**AIM OF THE EXERCISE**.
Nothing in the entries may be altered; copy them all exactly.

Records contained in a dataset

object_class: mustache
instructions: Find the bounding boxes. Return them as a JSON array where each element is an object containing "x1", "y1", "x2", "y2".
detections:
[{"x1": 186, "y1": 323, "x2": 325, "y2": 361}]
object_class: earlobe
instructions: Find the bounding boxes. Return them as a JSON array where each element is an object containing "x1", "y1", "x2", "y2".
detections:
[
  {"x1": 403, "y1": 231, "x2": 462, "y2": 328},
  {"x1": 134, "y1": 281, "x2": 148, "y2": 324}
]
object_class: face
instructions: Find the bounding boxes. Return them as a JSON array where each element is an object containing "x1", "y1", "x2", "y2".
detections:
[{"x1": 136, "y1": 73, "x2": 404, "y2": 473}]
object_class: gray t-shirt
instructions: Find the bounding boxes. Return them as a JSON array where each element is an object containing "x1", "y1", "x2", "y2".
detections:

**RESPONSE TO THIS TASK**.
object_class: mustache
instructions: Find the bounding boxes. Return them as a JSON array where each element is an object containing "x1", "y1", "x2", "y2".
detections:
[{"x1": 186, "y1": 323, "x2": 325, "y2": 361}]
object_class: earlobe
instructions: Find the bounding boxes. Return them as a JSON array where each element is an object containing "x1", "y1", "x2", "y2".
detections:
[
  {"x1": 403, "y1": 231, "x2": 462, "y2": 328},
  {"x1": 134, "y1": 281, "x2": 148, "y2": 324}
]
object_class: face
instructions: Find the bounding boxes. Return them as a JSON array where each element is an object containing "x1", "y1", "x2", "y2".
detections:
[{"x1": 136, "y1": 73, "x2": 404, "y2": 473}]
object_class: gray t-shirt
instructions: Find the bounding boxes. Return them as a JSON array where each element is an object containing "x1", "y1", "x2", "y2".
detections:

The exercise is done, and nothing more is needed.